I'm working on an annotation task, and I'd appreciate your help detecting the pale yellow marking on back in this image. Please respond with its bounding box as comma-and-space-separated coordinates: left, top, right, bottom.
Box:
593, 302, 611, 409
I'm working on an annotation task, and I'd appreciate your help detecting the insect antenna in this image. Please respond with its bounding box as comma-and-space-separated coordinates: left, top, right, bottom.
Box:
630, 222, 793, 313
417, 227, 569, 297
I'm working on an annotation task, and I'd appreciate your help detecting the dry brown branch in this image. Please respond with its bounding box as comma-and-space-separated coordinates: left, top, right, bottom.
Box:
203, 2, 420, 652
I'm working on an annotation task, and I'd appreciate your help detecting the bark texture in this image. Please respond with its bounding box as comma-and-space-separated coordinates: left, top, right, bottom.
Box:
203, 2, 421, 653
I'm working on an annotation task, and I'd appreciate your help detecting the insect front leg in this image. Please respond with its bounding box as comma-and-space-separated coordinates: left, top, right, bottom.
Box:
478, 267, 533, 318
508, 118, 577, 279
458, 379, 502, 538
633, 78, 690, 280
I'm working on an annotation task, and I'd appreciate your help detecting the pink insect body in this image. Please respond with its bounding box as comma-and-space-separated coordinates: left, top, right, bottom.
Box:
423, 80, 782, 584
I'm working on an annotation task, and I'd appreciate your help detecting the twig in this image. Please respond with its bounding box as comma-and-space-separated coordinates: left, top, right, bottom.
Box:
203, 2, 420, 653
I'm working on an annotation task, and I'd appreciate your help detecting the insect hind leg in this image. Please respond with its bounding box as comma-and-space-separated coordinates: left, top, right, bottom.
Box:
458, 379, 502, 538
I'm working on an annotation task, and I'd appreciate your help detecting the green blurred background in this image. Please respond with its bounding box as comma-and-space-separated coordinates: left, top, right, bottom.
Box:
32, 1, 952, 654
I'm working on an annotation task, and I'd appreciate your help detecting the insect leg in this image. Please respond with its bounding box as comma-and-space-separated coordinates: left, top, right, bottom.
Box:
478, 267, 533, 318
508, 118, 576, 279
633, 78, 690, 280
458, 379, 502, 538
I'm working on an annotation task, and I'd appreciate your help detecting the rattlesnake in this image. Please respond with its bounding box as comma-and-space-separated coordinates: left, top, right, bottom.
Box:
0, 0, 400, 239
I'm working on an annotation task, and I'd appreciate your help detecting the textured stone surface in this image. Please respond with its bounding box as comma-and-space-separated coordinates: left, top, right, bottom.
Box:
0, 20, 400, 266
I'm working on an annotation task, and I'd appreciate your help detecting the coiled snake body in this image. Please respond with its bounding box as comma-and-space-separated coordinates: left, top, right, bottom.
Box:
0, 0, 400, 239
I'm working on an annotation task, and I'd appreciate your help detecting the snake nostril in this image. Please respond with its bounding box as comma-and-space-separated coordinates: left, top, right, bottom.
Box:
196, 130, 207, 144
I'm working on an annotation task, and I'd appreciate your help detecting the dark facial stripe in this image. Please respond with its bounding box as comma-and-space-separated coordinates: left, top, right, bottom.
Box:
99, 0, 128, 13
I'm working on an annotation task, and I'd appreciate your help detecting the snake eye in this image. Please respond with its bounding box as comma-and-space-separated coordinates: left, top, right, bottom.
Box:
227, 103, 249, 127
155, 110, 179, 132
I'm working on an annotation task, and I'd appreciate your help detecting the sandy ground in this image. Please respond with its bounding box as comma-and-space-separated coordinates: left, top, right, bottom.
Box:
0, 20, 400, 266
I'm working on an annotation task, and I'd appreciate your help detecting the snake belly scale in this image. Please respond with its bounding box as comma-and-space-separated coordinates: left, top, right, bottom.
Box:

◇ ◇ ◇ ◇ ◇

Aim of the task: Recast the records above as a JSON list of strings, one string per line, leaving out blank lines.

Correct response:
[
  "I'm working on an annotation task, and I'd appreciate your help detecting the pale yellow marking on back in this image. Please respond with its bounding box as comma-and-space-separated coordinates: left, top, right, bottom.",
  "Box:",
  "593, 302, 611, 409",
  "I'm working on an annotation task, and I'd appreciate your help detecting the insect antenna in this image. Please respond with its bounding box as comma-and-space-separated coordinates: left, top, right, bottom.",
  "Box:",
  "630, 222, 793, 313",
  "417, 227, 569, 297",
  "I'm working on an annotation task, and I'd appreciate your help detecting the dry brown branch in this image. Please respond with its bounding box as comma-and-space-separated coordinates: left, top, right, bottom.",
  "Box:",
  "203, 2, 420, 652",
  "I'm working on an annotation task, and I'd appreciate your help detecting the bark texture in this image. Please respond with its bounding box as comma-and-space-separated coordinates: left, top, right, bottom.",
  "Box:",
  "203, 2, 421, 653",
  "I'm working on an annotation task, and I'd appreciate your help detecting the insect front leg in this image. Please respond with its bounding box as comma-and-space-separated coordinates: left, top, right, bottom.",
  "Box:",
  "478, 267, 533, 318",
  "508, 118, 577, 279",
  "458, 379, 502, 538",
  "633, 78, 690, 280",
  "I'm working on an annotation task, and I'd appreciate your help detecting the pink insect body in this image. Please respond with its bounding box as comma-and-space-separated coordinates: left, top, right, bottom.",
  "Box:",
  "423, 80, 782, 584",
  "I'm working on an annotation task, and I'd appreciate your help detecting the twig in this image. Please respond with its bounding box as comma-and-space-separated coordinates: left, top, right, bottom.",
  "Box:",
  "203, 2, 420, 653",
  "I'm working on an annotation task, and I'd appreciate your help detecting the insect hind leg in this image. Please respond with its bounding box as comma-and-space-separated coordinates: left, top, right, bottom.",
  "Box:",
  "458, 379, 502, 538",
  "I'm working on an annotation task, and I'd appreciate your help detecting the green blurred background in this image. Please respond with its bounding box as comma-and-space-separated coordinates: left, top, right, bottom.",
  "Box:",
  "32, 1, 952, 654",
  "I'm working on an annotation task, and I'd appreciate your help detecting the insect leg in this image. Please respond with its bounding box as comma-and-space-separated coordinates: left, top, right, bottom.",
  "Box:",
  "478, 267, 533, 318",
  "508, 118, 576, 279",
  "633, 78, 690, 280",
  "458, 379, 502, 538",
  "I'm working on an annotation task, and I'd appreciate your help detecting the rattlesnake in this image. Please respond with its bounding box as comma-and-space-separated coordinates: left, top, right, bottom.",
  "Box:",
  "0, 0, 400, 239",
  "I'm working on an annotation task, and I'd appreciate your help detecting the textured stone surface in this image. Please respond with its bounding box as comma-and-space-separated coordinates: left, top, right, bottom.",
  "Box:",
  "0, 20, 400, 266",
  "I'm working on an annotation task, and I'd appreciate your help detecting the coiled snake body in this image. Please respond with its bounding box as comma-and-space-separated coordinates: left, top, right, bottom.",
  "Box:",
  "0, 0, 400, 239",
  "I'm working on an annotation task, and I'd appreciate your help detecting the snake nostril in this image. Please respond with its bounding box as comma-and-space-separated coordinates: left, top, right, bottom.",
  "Box:",
  "196, 130, 207, 144",
  "I'm working on an annotation task, and I'd appreciate your help detecting the dark facial stripe in this image. Please respond with its bounding box as comma-and-space-separated coordinates: left, top, right, bottom.",
  "Box:",
  "99, 0, 128, 13",
  "I'm working on an annotation task, and I'd appreciate your help detecting the snake eye in this image. Please respond with its bounding box as comma-and-space-separated coordinates: left, top, right, bottom.",
  "Box:",
  "227, 103, 249, 127",
  "155, 110, 179, 132",
  "I'm working on an annotation task, and I'd appreciate your help detecting the sandy ground in this image. Please respond with its bounding box as comma-and-space-separated coordinates: left, top, right, bottom.",
  "Box:",
  "0, 20, 400, 266",
  "I'm working on an annotation task, and I'd appreciate your help detecting the snake belly scale in this image. Please respond with its bounding box as comma-and-space-separated coordinates: left, top, right, bottom.",
  "Box:"
]